*Set of tasks*.
1/ In the forum thread about the trapeze tailpiece on the 335, what street price does one reply estimate for a limited run of late-60s-spec cherry sunburst 335s?
2/ According to the forum thread about the trapeze tailpiece on the 335, list every quality that some people say the stoptail improves.
3/ Continue the forum thread about the trapeze tailpiece on the 335 after its final sentence.

*Extract provided*.
^^^^^^^^^^^^^^^^

Jump to content
Gibson Brands Forums

No Trapeze Tail Piece 335?


SteveFord

Recommended Posts

Am I the only one who misses the trapeze tail pieces on the older ES-335s?

 

I just loved that on my old 70s 335 as it just seemed like such a classy touch. I guess they were so unpopular that Gibson won't consider them for any of the current line up?

Link to comment
Share on other sites

I think for the most part the trapeze is seen as being something put in place to cut cost and speed up production so is undesirable as a modern feature, not to mention that it changes the sound and feel of the instrument which most see as a negative. Personally I think Gibson could do a run of late 60s spec cherry sunburst 335s with the trapeze and it would sell reasonably well as a limited edition, but it's always a risk doing a run of this sort of thing, ending up with a street price of $4000 or so when there are vintage examples for not much more that will hold their value far better than a brand new guitar. It'd be interesting to see it on a 333 style guitar, helping to keep the cost down whilst giving it a unique appearance.

 

For me the only tailpiece that I want to see on a 335 is a Bigsby B7 though!

Link to comment
Share on other sites

  • 4 weeks later...
  • 1 month later...

L5Larry,

 

Could you elaborate some?

 

I can't put a quantitative analysis to it. There are those that say the stoptail improves sustain, tone and tuning stability. I don't necessarily agree, or disagree with that, but theoretically it makes sense (of course most is subjective).

^^^^^^^^^^^^^^^^

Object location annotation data

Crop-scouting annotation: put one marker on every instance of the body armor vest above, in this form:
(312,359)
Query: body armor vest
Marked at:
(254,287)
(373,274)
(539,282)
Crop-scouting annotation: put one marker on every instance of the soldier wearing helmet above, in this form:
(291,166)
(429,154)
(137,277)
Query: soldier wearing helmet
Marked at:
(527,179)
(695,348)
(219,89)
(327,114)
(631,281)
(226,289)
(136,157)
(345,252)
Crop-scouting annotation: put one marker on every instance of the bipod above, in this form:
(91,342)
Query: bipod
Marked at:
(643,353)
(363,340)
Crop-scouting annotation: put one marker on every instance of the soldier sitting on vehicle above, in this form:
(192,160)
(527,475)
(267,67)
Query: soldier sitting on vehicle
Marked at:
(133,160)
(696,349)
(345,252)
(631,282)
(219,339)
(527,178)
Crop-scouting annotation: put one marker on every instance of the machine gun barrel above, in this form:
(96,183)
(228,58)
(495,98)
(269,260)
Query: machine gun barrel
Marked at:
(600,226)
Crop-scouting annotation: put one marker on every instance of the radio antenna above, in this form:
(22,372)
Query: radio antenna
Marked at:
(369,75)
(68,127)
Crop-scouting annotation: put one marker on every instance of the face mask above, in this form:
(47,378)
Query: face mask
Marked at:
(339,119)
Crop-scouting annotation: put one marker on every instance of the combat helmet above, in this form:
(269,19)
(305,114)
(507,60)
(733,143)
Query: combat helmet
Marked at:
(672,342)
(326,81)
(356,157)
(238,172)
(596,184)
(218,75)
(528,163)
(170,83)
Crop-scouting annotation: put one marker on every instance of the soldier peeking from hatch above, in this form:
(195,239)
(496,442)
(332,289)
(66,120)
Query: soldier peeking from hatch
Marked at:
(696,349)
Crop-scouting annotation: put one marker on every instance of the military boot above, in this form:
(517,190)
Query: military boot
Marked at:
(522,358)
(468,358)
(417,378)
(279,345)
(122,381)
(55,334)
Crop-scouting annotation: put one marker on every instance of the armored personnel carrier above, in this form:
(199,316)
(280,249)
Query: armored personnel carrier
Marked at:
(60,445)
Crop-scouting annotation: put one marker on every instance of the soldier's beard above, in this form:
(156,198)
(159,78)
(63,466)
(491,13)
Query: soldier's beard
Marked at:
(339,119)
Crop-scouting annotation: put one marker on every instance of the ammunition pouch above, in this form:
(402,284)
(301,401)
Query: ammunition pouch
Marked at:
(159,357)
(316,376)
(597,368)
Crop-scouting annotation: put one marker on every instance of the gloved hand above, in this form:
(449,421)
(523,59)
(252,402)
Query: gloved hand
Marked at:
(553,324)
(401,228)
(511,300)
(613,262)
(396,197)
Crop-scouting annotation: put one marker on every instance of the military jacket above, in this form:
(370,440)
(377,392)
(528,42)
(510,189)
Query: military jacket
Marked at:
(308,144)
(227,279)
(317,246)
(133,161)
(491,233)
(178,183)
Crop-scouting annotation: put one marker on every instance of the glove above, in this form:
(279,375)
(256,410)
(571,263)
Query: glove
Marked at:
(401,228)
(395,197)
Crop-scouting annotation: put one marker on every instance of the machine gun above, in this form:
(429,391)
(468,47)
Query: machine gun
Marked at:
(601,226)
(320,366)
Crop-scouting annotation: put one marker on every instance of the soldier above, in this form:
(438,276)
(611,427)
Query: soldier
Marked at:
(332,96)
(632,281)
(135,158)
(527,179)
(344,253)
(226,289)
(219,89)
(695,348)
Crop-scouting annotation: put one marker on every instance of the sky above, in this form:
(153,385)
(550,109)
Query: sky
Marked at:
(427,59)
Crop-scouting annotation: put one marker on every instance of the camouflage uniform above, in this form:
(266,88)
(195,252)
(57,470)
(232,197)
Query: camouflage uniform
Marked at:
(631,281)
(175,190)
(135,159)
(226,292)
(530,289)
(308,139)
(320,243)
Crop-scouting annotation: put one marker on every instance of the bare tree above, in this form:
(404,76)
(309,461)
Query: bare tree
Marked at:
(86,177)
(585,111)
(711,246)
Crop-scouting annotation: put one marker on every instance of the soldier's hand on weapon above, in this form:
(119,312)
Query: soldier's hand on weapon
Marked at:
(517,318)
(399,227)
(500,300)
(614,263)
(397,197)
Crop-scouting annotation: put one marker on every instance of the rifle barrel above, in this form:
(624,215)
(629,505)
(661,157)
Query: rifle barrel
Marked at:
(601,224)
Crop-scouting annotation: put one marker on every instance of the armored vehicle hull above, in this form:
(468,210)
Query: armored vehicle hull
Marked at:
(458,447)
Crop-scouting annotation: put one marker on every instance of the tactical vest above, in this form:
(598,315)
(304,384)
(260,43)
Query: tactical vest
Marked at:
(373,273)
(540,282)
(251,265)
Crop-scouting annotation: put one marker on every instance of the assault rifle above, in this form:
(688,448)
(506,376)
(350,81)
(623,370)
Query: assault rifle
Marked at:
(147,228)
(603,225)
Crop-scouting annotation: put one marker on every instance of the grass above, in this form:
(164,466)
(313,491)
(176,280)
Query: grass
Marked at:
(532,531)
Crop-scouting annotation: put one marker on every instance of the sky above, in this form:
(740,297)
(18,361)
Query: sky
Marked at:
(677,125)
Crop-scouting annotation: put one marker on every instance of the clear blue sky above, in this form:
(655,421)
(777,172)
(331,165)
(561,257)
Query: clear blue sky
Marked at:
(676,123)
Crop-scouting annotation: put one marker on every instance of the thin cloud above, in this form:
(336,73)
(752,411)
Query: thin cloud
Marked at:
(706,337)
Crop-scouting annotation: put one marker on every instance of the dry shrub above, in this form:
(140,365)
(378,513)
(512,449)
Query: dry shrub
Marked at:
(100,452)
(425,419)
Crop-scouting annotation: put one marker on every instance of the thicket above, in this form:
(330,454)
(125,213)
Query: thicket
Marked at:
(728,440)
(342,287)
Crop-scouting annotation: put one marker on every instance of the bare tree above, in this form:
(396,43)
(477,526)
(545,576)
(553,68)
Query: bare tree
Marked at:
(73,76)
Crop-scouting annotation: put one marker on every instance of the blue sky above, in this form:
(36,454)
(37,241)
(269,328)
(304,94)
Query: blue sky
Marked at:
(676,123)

^^^^^^^^^^^^^^^^

*Responses to the tasks*.
1/ About $4000.

2/ Sustain, tone, and tuning stability.

3/
 

The 3X5's, with the center block, really are a cross between a hollow body and a solid body. Therefore, things like string anchorage and downward pressure on the bridge will affect the sound as on an archtop. Their solid body traits mean that these effects are lessened to a degree since the string path is basically solid wood.

 

I loved my old trapeze 335. The only reason I replaced it was that it was wore out. I had literally played it to death. 20 years of bar gigs is pretty hard on a guitar (not to mention the guitar player). I decided to "upgrade" to a 345 and told my guitar dealer friend to find me one. Dave Rogers (Dave's Guitars, LaCrosse, WI) had a brand new "Historic Series" 345 in sunburst, and he had it shipped down for me. My dealer even brought in his personal early 60's 345 so I could compare the two to see how Gibson had done on the historic-ness of the reissue. It was love at first sight.

 

The day I picked it up I took both the 335 and the new 345 to a gig. I played the new stoptail 345 for the first set and declared at break that the old trapeze 335 was officially now for sale (and eventually sold it for 4x what I had paid for it).

 

I really can't put an exact reason why the stoptail instantly tripped my trigger. Maybe I was just ready for a change. Maybe it was the added features of the 345 vs the 335. In my case it was simply "I liked it better", for whatever reason or reasons.

 

That's my story, and I'm sticking to it! Probably not much help, sorry.

 

Anyway.... If you want a trapeze 335, there are plenty of them out there available, especially from the Norlin era, many of which are probably great guitars, mine was!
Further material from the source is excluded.